Avec les deux derniers chapiteaux, la signification symbolique de l’œuvre se fait plus explicite : sur une face, on voit le mauvais riche de la parabole assis à table avec deux compagnons ; à leurs pieds, le pauvre Lazare, nu, est allongé ; des chiens lèchent ses ulcères. Sur la face voisine, la situation des personnages s’est inversée : Lazare se tient debout entre deux anges ; au-dessous, le riche est couché et, dans un geste suppliant, il montre sa langue desséchée par la soif.
Cette double scène, qui évoque le péché d’avarice et son châtiment, est accompagnée d’une troisième, qui stigmatise un autre des péchés capitaux, la gourmandise :
sur les deux dernières faces, Daniel, relevant le défi du roi de Babylone, lance des boules de crin et de poix à un dragon qui les dévore en se tordant déjà dans les souffrances de l’agonie (Dn 14, 23-27).

(Travail demandé):
Dans l'extrait sur les chapiteaux, que lance Daniel au dragon ? Les items proviennent d'une autre source que l'extrait.

(Items fournis):
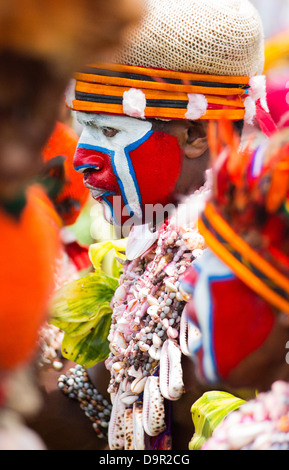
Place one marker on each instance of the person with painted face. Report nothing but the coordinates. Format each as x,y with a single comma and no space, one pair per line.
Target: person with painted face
144,142
144,116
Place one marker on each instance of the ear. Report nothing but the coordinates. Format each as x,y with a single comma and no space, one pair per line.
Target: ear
283,319
196,142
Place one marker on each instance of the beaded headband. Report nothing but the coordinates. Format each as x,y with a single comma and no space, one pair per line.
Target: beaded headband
157,93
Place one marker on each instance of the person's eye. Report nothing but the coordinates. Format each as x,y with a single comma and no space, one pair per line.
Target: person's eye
109,131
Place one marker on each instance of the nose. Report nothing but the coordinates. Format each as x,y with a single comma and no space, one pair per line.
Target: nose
86,159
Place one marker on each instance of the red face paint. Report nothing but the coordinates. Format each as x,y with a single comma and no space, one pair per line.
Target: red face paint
155,164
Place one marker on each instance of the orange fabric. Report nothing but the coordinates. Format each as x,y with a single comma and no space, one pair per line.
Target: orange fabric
244,249
161,113
28,250
63,141
241,270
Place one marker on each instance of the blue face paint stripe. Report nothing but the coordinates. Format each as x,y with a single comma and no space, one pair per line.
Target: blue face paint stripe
111,209
96,148
128,149
210,322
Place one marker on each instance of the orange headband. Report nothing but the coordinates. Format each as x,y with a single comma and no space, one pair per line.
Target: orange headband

(Réponse attendue):
Des boules de crin et de poix.